▶ [Try it]:
Leave the pictures out, and print everything else in the records exactly.

[[ Data for this task, beginning ]]

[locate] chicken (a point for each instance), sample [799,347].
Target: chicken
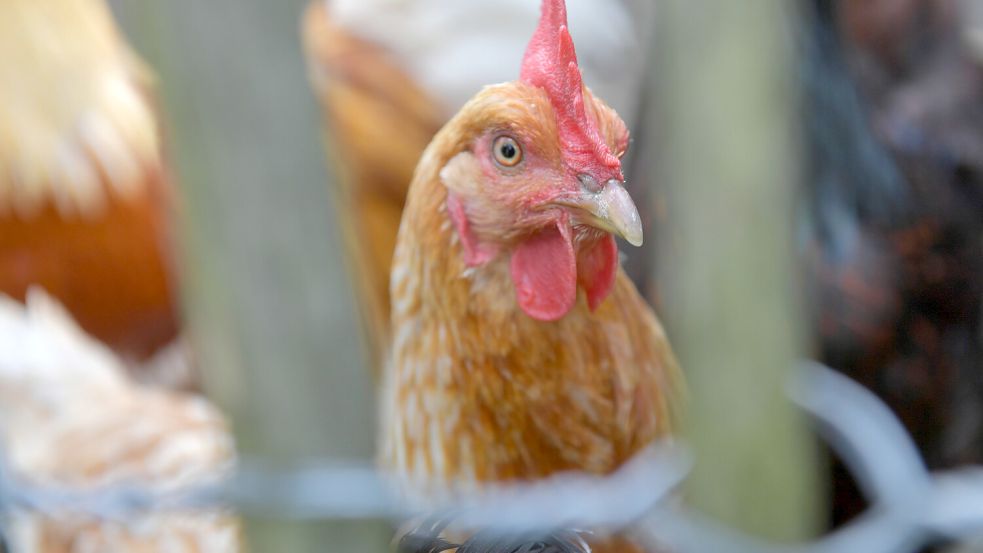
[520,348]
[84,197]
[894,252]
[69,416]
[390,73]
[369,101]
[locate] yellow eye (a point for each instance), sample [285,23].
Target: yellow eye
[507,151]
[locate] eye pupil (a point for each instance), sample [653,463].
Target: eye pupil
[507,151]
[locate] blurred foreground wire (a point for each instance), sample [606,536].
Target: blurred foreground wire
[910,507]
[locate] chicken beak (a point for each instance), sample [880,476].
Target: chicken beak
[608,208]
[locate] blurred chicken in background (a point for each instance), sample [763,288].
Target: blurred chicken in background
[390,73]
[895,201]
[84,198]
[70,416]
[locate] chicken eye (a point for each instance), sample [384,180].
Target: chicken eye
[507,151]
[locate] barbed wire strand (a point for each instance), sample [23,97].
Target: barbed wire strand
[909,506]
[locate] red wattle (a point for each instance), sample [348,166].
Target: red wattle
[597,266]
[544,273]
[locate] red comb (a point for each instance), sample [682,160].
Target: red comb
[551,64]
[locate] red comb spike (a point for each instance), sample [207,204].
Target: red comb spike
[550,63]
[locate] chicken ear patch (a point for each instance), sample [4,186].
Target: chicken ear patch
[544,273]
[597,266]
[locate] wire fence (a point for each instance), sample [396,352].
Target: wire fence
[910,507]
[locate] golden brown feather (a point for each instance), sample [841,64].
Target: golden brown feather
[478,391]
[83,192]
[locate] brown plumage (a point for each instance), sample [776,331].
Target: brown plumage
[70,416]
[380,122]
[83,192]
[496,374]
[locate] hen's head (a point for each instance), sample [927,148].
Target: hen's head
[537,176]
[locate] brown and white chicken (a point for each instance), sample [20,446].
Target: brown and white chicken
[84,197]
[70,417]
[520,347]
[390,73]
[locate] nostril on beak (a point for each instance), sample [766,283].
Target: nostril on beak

[[ Data for this task, end ]]

▶ [Final answer]:
[locate] chicken (a point for each instance), sample [799,347].
Target: chicken
[520,348]
[84,197]
[894,252]
[69,416]
[390,73]
[369,101]
[locate] yellow eye (a point for each instance), sample [285,23].
Target: yellow eye
[507,151]
[locate] eye pupil (a point for each instance), sample [653,463].
Target: eye pupil
[507,151]
[locate] blurred foreground wire (a point for each instance), sample [606,536].
Target: blurred foreground wire
[910,507]
[locate] chicken beak (a point for each instance), sample [880,476].
Target: chicken beak
[608,208]
[locate] blurred chicken in background (a point for each instance), sample [763,288].
Target: blurred chicken in background
[390,73]
[895,201]
[84,198]
[70,416]
[locate] chicken eye (a point for each instance), sample [384,180].
Target: chicken eye
[507,151]
[locate] barbed wire strand (a point for each instance), sample [23,97].
Target: barbed wire strand
[909,506]
[locate] red wattle (a point for each instance), sample [348,166].
Target: red wattle
[597,266]
[544,273]
[locate] red comb (a point for each instance), sample [682,160].
Target: red comb
[551,64]
[locate] red comb spike (a point for each instance), sample [207,204].
Target: red comb spike
[550,63]
[locate] chicken ear patch (a point for each instance), sample [4,186].
Target: chicken ear patch
[544,273]
[597,266]
[locate] wire fence (a point for each instance), sample [396,352].
Target: wire fence
[910,507]
[locate] golden brown feather (a point for each instance), sample [841,64].
Target: golden brown feather
[478,391]
[83,192]
[locate] brown plumage (a point for each instance), sample [776,331].
Target: brown plumage
[70,416]
[380,122]
[83,192]
[496,374]
[locate] hen's head (a point for each instance), sample [927,148].
Target: hen's head
[537,176]
[locate] brown and white chicken (a point for each instance), sample [20,446].
Target: brown and white chicken
[84,197]
[70,417]
[520,347]
[390,73]
[locate] nostril on beak (a point for each instance), sample [766,283].
Target: nostril on beak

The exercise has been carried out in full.